• Passage to read
Hey everybody, we got some good news yesterday. The PCB design, for both boards, is now complete. This new company we've been working with has been great. Over the next couple days they're going to work up an updated quote for us and then begin producing the prototypes.

We're still expecting mid November for the ship out date. We have all the PCB files now so while we're waiting for the hardware prototype we're going to finish up the outer plastic enclosure and order a really nice 3D printed prototype of it. The plastic prototype should be in around the same time the hardware prototype gets here so we'll be able to test the fit of it and make sure everything is as close to finished as possible. 

Current estimated ship date: November 19th


Hi everybody. We have some good news and some bad news. The good news is, we now have a much clearer idea of how long it's going to take to complete the project. The bad news is that it's going to take longer than we last expected.

A few days after the last update, our developer came back to us once again and said he needed a few more weeks and a lot more money to complete the project. This was a continuation of a trend and not an isolated incident and it caused us to lose confidence in his ability to complete the project.

I’m sure you’ve noticed over the past few months that I’ve continued to tell you that we are very close to completion and we should start manufacturing and be able to  ship the product soon, only to come back later and tell you that it’s not quite ready. While the information was factually incorrect, I’ve always tried to be honest and transparent with you all throughout. I’ve tried to give you the most accurate information that I could, it’s just that I wasn’t receiving good information either, leaving us just as frustrated with the situation as I imagine all of you are.

With that said, I’m not going to make excuses and shirk responsibility for issue. We should have recognized this pattern and taken action to resolve the situation sooner. That part is on us. For first time entrepreneurs, it is incredibly difficult to have perspective needed to be able to distinguish the “this is just the way it’s done, you need to suck it up and push through it” (an “A” type situation) from the “something isn’t right, we need to cut our losses and move on” (a “B” type situation). Where we went wrong was in experiencing a type “B” situation but mistaking it for an “A” type situation. 

Luckily, we have a group of several personal mentors and business advisors that we speak with on a semi-regular basis. We explained the situation to them and asked for their perspective on the matter. They told us straight up, this isn’t typical. It shouldn’t be taking this long and the continued delays and money issues should be a red flag. There are plenty of other companies out there better equipped to help you, and you shouldn’t hesitate to fix this. 

So that’s what we did. We quickly and cordially ended the relationship with our developer, made sure to get all the project files so we wouldn’t lose any progress, and sought out someone else to help us. We researched several dozen companies online, contacted 15, heard back from 7, got quotes from and extensively vetted 3, and then just this past Wednesday, we submitted a purchase order for the needed PCB design engineering work needed to finish the project.

• Task requirements
#1 Output the listing as a Markdown table with columns Row and Line, beginning with the line containing "of the distant" and going on through the line containing "x=1239 y=235". Leave out any blank lines.
#2 Continue the project update about the PCB design work after its last sentence.
The project update and the listing come from unrelated sources.

• Data shown
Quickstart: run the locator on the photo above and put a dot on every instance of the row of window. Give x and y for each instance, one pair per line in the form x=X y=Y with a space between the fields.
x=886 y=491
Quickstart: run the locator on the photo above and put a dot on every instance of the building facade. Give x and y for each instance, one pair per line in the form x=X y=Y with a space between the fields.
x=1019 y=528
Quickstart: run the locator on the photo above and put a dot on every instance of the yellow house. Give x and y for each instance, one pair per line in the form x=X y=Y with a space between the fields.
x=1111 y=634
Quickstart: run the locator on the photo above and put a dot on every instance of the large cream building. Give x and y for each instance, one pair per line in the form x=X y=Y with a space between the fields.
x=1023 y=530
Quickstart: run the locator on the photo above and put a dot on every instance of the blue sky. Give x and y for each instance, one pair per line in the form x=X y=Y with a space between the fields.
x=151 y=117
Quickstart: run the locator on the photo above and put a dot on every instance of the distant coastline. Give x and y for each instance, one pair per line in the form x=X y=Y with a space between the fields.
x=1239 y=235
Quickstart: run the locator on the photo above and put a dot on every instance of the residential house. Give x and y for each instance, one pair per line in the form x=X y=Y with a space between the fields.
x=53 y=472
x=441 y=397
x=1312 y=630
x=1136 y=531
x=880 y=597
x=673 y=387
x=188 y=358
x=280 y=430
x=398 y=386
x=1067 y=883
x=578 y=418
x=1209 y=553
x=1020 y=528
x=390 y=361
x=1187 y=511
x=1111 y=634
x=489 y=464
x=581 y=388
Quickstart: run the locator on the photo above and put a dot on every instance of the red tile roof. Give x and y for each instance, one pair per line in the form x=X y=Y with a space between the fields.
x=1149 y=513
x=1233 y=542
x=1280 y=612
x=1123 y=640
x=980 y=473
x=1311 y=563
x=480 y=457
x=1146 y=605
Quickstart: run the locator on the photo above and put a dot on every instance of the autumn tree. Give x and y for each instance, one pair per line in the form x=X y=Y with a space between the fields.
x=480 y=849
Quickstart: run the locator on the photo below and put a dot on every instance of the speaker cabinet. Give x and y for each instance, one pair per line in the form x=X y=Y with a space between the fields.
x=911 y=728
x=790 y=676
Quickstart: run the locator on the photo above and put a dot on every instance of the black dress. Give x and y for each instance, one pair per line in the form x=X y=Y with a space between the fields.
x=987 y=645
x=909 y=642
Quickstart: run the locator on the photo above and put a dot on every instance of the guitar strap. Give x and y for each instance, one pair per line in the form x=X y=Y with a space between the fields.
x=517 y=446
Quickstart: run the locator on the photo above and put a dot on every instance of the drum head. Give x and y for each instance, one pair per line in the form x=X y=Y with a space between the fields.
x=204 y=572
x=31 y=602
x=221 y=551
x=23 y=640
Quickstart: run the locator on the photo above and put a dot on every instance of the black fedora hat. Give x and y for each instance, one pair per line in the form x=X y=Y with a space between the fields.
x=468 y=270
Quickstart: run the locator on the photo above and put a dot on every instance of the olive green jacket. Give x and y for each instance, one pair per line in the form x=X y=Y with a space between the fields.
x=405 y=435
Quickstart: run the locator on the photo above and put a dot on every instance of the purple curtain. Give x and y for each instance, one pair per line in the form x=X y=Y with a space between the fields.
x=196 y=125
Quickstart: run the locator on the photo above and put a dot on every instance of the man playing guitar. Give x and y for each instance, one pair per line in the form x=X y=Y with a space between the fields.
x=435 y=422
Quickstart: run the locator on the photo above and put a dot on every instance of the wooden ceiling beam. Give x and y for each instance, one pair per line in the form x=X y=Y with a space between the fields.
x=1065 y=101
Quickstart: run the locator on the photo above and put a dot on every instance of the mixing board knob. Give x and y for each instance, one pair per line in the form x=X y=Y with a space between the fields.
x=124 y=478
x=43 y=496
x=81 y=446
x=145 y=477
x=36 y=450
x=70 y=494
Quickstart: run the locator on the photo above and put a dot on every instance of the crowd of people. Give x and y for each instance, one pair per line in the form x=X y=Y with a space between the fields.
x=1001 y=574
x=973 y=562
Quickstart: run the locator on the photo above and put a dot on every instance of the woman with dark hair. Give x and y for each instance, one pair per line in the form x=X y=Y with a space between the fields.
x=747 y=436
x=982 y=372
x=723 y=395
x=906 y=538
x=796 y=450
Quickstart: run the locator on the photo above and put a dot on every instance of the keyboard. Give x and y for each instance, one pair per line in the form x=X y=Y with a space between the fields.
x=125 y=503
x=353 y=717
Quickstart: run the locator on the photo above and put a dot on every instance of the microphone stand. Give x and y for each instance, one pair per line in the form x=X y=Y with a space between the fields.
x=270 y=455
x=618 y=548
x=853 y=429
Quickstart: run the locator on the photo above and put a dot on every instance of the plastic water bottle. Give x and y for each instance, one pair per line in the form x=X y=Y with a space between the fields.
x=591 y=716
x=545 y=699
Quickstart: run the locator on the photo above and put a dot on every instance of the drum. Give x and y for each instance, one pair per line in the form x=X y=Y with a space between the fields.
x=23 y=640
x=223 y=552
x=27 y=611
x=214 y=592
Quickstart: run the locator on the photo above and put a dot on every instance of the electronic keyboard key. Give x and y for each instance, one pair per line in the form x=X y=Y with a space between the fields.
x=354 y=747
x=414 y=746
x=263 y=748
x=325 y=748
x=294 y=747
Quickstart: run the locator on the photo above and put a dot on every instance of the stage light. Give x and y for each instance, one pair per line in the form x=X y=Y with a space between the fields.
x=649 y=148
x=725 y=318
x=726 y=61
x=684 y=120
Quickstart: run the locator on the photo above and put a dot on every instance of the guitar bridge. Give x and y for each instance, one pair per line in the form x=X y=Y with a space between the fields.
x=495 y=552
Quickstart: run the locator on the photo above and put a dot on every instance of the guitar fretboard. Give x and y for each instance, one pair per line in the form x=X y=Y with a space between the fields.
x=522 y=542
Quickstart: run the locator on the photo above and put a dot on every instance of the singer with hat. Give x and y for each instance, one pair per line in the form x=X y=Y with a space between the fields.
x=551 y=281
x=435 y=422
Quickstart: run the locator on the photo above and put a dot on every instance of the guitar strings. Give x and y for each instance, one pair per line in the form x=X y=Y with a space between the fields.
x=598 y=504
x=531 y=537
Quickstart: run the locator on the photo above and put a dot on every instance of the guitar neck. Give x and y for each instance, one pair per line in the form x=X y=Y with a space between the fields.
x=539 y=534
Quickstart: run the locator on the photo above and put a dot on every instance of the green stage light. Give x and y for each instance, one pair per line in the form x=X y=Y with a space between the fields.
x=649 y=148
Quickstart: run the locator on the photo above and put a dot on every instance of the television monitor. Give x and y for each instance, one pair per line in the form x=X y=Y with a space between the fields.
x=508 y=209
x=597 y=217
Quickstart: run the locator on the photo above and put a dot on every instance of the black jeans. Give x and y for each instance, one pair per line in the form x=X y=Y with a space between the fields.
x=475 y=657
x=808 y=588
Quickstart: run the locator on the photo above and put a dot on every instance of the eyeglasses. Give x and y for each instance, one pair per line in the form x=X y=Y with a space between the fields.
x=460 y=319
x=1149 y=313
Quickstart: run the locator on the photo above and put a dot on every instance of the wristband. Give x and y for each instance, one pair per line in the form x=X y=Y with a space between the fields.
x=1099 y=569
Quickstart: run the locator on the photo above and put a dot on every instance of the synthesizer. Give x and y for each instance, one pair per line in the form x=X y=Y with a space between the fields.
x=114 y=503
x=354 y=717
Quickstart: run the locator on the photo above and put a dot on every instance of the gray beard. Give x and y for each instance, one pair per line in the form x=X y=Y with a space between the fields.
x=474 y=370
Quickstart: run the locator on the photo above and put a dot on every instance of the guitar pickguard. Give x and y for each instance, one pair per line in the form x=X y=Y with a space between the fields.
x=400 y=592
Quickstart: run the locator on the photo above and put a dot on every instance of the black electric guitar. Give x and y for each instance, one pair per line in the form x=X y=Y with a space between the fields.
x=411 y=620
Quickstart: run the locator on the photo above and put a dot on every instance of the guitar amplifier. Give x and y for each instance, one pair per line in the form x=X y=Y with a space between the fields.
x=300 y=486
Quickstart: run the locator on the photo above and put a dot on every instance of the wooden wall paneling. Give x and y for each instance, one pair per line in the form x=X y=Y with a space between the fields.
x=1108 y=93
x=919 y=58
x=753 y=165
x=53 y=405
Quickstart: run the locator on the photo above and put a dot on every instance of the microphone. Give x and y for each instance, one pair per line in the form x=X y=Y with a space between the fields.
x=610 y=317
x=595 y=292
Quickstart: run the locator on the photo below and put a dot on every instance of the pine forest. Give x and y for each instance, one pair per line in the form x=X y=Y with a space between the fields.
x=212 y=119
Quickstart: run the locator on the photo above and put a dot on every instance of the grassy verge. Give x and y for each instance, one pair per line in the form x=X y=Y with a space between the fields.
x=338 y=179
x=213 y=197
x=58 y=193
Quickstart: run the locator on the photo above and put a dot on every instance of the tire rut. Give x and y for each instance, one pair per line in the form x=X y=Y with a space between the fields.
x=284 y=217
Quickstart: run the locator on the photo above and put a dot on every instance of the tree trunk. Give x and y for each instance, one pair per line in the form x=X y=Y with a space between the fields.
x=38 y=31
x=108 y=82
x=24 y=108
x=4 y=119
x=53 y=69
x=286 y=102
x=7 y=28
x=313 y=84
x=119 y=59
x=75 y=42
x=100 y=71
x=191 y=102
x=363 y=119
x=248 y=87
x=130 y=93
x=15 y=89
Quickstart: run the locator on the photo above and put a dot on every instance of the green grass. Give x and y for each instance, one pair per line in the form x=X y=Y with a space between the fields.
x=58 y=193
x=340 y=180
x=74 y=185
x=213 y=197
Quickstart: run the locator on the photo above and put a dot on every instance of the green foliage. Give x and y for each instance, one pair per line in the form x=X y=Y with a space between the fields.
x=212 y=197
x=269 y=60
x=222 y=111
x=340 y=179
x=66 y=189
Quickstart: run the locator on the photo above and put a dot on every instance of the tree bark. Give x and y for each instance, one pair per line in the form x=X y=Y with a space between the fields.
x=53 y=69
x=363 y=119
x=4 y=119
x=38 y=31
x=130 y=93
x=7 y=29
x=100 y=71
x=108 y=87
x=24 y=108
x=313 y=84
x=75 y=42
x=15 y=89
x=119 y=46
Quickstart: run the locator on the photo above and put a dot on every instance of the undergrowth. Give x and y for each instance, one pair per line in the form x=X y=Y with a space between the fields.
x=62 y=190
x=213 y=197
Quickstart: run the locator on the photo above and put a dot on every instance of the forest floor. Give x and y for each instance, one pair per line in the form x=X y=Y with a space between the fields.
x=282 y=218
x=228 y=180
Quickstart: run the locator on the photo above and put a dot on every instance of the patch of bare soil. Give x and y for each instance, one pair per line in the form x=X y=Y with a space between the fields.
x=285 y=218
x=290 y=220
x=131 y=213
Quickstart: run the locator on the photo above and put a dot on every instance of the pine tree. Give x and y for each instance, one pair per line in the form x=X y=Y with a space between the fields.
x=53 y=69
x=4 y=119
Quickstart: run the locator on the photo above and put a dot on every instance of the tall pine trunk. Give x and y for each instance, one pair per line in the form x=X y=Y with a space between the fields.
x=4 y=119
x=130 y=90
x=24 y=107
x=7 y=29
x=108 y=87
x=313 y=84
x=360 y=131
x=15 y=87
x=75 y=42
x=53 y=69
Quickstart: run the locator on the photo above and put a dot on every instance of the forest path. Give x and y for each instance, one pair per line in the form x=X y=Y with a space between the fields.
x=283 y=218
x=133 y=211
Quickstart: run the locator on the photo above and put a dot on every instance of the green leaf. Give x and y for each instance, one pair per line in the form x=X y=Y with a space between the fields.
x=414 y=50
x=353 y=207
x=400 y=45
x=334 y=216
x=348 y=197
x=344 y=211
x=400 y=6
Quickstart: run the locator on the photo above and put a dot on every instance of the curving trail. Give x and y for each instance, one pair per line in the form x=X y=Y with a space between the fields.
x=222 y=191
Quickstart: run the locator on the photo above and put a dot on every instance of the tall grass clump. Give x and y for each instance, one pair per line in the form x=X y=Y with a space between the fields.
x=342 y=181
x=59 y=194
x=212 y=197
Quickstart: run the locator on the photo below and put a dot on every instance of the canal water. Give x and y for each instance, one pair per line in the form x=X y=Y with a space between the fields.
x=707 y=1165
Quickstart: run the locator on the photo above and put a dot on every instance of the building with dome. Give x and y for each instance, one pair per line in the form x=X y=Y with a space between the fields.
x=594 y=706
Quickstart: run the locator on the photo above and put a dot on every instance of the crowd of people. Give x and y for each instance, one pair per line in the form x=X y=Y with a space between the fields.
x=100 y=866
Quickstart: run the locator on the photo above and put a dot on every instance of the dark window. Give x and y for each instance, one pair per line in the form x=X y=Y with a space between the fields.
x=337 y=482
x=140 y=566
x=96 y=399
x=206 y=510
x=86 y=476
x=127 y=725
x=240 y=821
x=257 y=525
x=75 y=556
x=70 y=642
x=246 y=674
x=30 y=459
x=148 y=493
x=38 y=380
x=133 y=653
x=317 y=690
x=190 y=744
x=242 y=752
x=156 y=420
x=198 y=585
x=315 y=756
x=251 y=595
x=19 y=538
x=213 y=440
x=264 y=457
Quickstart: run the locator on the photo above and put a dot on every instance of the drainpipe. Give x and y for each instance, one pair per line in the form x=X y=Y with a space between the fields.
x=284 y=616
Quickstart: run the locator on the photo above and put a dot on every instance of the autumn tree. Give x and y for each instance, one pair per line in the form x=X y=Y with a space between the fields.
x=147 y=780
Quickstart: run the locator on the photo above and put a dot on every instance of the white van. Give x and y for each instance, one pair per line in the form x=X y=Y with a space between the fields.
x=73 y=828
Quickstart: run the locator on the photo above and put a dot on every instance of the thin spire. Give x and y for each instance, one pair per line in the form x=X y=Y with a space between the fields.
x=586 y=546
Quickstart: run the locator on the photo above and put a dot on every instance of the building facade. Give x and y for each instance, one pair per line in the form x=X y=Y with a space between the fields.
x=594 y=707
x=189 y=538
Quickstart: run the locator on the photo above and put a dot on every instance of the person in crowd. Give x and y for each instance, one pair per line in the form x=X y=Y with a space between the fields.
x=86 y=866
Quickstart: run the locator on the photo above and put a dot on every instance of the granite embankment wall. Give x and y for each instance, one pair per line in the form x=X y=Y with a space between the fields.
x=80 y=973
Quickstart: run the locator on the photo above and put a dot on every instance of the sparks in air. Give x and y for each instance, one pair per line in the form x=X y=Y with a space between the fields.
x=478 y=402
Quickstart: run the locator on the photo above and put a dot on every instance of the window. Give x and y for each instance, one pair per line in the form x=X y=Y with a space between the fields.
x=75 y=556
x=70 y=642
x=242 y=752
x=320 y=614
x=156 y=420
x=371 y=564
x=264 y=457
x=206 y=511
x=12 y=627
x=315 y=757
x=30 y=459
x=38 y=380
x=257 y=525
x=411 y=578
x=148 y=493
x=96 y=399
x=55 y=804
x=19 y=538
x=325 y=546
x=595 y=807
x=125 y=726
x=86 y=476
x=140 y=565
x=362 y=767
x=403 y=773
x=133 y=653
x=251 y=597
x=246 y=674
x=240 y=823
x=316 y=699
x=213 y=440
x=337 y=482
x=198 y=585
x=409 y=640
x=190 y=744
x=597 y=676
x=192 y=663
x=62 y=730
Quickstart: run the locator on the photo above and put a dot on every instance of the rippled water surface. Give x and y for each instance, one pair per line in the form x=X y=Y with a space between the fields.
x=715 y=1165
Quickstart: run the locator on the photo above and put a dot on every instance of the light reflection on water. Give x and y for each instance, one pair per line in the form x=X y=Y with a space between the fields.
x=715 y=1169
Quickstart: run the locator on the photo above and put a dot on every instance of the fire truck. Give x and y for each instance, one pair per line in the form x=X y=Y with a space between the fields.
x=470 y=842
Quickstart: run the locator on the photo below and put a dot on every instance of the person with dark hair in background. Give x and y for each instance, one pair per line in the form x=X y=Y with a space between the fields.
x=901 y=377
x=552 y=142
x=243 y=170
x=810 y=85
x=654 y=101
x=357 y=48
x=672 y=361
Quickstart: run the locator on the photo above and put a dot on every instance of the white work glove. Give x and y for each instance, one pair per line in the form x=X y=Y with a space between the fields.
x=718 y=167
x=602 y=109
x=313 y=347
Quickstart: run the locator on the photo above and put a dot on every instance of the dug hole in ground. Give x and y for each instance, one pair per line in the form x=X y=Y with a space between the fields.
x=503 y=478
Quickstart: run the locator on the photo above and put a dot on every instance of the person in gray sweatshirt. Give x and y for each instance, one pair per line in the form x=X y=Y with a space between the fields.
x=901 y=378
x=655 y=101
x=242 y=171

• Answer set
#1
| Row | Line |
|---|---|
| 1 | Quickstart: run the locator on the photo above and put a dot on every instance of the distant coastline. Give x and y for each instance, one pair per line in the form x=X y=Y with a space between the fields. |
| 2 | x=1239 y=235 |

#2
This new company that we’re working with is based in New Jersey and is a much better overall fit for us. They’ve been in business building electronics since 1968 and their facilities are much more advanced. They also work on well defined timelines, and from reviews that we’ve read, they tend to stick to them.

We’ve received three separate quotes that will take us from where we are now to final production. The first quote includes reviewing our schematic, revising the schematic in a way that will make the design work, and the updating the circuit routing. In total, this should take 7-8 business days from the time of payment (which went though on 8/16).

The next stage is fabricating the prototype boards (the boards we recently received are no good anymore and must be scrapped), procuring the components, and assembling them onto the bare board. That quote allows for 3 weeks of lead time, but they’ve expressed that once they finish the design section, they will provide us with an updated quote with prices for 1 week, 2 week, and 3 week turnaround times for the prototypes. As long as the cost for the expedited work is reasonable we’ll try to do the 1 week or 2 week turnarounds. Once they are finished building the prototypes they’re going to ship it to us so we can verify that it works and begin making the final changes to the software.

Once we can confirm that it works we can give them the go ahead to produce the production units for your order. The production quote stated that there would be a 4 week lead time for this segment. That gives us just enough time to finish the housing design, create the tooling, and order the parts, as well as finish up the packaging design and have that produced and delivered.

Below is an updated timeline detailing the steps we need to complete to bring the Read ‘n Style pen to market and how much longer it should take.


Current Estimated Shipping Date: November 19th.


Hi everybody. We’ve got some news to share with you. A lot has happened since the last update so let’s get caught up. When we left off we’d just talked with our hardware developer. He was 60% done designing the camera board, had just finished designing the computer board, and had just placed the order for the prototypes. A few days later he was notified that the order was rejected because the vias (little holes that connect the different layers of the circuit board) needed to be smaller than what whis company could produce.

Our developer spent about 1.5-2 weeks seeing what could be done about it, but concluded that there were no design fixes, so we had to find a different company to fabricate the boards. With vias that small there are only a handful of companies in the U.S. that can do it and it’s very expensive ($3,200+ rather than about $250-$300). In the past, the only time he has had to deal with this issue was for aerospace or defense projects where money was no object, so this came as a bit of a shock. But that goes to show just how complex this little thing really is.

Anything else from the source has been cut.